• _LISTED RECORDS_
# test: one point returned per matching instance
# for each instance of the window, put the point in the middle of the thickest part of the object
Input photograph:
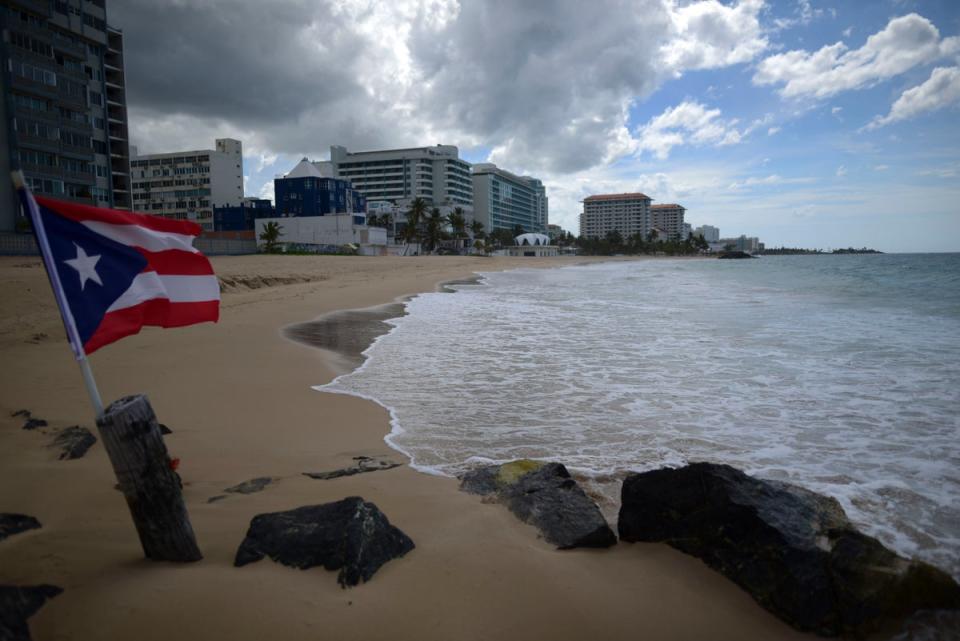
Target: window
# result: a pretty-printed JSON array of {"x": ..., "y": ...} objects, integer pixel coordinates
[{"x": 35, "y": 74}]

• _TASK DESCRIPTION_
Reproduce every line of the records above, requests included, multiplying each x and y coordinate in the answers by 1.05 and rounding it to the nearest whole number, with halves rounded up. Leave the pictures out of your answer.

• _SOLUTION_
# test: one point returned per matching instance
# for each instance of the window, put the point in the middle of the thickest part of the object
Input photograph:
Target: window
# result: a pretty-printed JSON array of {"x": ..., "y": ...} objects, integer pixel coordinates
[{"x": 37, "y": 78}]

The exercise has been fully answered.